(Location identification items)
-- start --

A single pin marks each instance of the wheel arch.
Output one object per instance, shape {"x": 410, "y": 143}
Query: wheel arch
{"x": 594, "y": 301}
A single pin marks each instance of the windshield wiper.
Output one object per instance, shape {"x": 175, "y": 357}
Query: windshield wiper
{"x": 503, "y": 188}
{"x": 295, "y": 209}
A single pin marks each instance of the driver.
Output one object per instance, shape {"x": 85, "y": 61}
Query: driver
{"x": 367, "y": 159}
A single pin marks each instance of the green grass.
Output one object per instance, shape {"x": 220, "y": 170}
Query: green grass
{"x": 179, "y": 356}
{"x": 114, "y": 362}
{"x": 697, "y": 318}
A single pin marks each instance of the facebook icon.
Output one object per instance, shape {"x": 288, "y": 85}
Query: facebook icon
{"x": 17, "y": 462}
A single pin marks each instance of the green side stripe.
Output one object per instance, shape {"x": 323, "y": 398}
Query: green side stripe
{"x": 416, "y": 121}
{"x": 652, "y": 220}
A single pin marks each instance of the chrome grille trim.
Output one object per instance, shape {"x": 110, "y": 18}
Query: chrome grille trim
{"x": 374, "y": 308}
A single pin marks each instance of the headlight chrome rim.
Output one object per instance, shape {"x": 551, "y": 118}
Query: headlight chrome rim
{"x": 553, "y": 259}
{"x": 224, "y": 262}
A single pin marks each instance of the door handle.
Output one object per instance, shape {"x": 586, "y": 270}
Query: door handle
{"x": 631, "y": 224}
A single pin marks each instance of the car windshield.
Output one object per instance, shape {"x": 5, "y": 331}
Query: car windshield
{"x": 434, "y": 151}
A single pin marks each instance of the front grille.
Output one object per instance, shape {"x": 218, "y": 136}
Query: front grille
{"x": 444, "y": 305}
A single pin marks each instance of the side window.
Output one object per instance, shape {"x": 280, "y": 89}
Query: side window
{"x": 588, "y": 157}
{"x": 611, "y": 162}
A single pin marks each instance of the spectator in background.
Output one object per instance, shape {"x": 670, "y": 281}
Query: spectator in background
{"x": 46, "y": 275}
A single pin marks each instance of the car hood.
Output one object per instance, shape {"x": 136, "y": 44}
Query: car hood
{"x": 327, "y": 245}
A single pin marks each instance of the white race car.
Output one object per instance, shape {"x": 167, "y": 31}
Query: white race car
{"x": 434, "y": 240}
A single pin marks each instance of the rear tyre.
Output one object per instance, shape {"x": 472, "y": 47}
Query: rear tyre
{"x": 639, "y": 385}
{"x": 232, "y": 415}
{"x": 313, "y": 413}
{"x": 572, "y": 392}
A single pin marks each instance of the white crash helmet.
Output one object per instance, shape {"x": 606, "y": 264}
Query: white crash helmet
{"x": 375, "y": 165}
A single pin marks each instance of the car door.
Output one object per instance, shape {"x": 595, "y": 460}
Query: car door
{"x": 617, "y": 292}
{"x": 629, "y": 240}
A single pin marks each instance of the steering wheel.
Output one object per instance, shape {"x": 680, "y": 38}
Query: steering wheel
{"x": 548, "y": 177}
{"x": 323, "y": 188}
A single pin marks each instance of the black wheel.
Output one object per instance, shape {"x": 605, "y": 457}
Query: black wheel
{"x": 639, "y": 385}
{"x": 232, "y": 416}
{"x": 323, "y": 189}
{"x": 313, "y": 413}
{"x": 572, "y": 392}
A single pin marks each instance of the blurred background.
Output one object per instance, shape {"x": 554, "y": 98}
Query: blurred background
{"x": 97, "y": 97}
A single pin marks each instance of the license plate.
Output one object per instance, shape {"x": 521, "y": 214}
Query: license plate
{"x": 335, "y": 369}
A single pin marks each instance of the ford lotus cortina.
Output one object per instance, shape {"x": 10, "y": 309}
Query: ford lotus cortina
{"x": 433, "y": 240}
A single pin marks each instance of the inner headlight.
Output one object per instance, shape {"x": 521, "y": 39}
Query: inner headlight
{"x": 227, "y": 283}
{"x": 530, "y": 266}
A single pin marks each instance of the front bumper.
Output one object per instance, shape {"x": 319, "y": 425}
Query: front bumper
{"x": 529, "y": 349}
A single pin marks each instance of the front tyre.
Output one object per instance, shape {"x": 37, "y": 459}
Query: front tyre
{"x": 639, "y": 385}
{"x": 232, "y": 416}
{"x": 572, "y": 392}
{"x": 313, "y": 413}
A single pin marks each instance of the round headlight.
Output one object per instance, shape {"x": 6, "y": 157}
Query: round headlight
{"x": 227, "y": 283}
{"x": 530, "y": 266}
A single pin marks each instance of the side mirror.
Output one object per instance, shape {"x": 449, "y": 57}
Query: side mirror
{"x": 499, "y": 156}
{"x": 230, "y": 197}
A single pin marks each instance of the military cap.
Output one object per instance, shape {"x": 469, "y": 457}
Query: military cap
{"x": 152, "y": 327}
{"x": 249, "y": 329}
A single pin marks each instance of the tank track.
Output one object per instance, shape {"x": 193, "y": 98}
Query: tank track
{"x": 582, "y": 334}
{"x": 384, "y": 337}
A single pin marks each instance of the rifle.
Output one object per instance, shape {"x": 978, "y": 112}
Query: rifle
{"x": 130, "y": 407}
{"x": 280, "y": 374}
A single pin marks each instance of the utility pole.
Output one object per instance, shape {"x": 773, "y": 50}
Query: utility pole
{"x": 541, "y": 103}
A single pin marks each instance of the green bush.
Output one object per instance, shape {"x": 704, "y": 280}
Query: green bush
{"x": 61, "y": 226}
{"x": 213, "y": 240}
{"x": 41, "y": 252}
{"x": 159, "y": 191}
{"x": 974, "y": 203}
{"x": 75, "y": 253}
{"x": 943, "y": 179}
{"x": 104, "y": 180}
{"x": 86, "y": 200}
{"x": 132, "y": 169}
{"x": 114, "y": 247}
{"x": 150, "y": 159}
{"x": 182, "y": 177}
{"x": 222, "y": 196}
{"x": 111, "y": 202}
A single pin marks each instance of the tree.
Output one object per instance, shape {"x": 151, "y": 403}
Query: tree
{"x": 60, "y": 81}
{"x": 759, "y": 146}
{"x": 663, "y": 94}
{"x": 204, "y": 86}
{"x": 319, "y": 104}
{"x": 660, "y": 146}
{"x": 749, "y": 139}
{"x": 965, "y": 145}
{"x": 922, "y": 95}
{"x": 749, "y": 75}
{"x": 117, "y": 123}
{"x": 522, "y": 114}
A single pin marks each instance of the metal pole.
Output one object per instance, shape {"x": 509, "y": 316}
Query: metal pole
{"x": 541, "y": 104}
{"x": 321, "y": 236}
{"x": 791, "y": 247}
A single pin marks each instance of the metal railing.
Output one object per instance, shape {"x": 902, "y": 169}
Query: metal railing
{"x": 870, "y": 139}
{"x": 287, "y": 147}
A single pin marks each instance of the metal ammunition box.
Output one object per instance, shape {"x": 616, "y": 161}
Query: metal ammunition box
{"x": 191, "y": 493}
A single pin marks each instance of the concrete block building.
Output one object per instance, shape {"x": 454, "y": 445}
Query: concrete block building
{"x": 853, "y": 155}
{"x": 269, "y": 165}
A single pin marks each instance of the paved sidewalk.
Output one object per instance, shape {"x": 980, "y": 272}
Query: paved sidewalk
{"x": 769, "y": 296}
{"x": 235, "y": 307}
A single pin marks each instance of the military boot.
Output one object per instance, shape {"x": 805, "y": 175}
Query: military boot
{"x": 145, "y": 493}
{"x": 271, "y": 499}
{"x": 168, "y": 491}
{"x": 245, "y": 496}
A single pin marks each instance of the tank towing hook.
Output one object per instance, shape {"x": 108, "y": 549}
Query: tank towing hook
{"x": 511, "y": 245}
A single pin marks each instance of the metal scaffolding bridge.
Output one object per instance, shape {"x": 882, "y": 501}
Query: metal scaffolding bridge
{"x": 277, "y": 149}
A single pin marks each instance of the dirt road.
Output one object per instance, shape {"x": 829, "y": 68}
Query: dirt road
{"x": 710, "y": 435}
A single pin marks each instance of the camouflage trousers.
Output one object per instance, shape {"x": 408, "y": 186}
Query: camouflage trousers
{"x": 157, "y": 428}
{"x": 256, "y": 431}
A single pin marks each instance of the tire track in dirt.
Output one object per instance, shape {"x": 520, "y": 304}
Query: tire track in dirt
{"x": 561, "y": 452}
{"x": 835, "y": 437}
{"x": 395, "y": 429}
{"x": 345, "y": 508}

-- end --

**Requirement**
Write out exactly the lines of the entries above that run from the line containing "A single pin marks each instance of the metal ammunition" through the last line, including both.

**Correct result**
A single pin marks each instance of the metal ammunition box.
Output one object per instance, shape {"x": 616, "y": 161}
Query: metal ammunition box
{"x": 191, "y": 493}
A single pin marks each instance of the concrete block building.
Output one object per instance, shape {"x": 454, "y": 445}
Query: concrete block building
{"x": 853, "y": 155}
{"x": 269, "y": 165}
A single pin marks each instance of the paved sidewalk.
Output one object per instance, shape {"x": 980, "y": 272}
Query: paved sidewalk
{"x": 769, "y": 296}
{"x": 235, "y": 307}
A single pin marks each instance of the military boot.
Output one object per instance, shape {"x": 805, "y": 175}
Query: military boot
{"x": 145, "y": 493}
{"x": 271, "y": 499}
{"x": 168, "y": 491}
{"x": 245, "y": 496}
A single pin marks each instance of the tank towing hook.
Output one object per instance, shape {"x": 108, "y": 549}
Query: tank towing hook
{"x": 511, "y": 245}
A single pin marks each instance of the metal scaffolding bridge.
Output one object per instance, shape {"x": 882, "y": 501}
Query: metal scaffolding bridge
{"x": 277, "y": 149}
A single pin marks each instance of the dirt road.
Output one object per instance, shape {"x": 829, "y": 68}
Query: dirt road
{"x": 710, "y": 435}
A single pin marks each instance of the camouflage trousers.
Output one object per instance, shape {"x": 408, "y": 186}
Query: camouflage trousers
{"x": 157, "y": 428}
{"x": 256, "y": 431}
A single pin marks each instance of the tire track in dirt.
Output one object per instance, shape {"x": 520, "y": 304}
Query: tire track in dirt
{"x": 561, "y": 452}
{"x": 835, "y": 437}
{"x": 395, "y": 429}
{"x": 345, "y": 508}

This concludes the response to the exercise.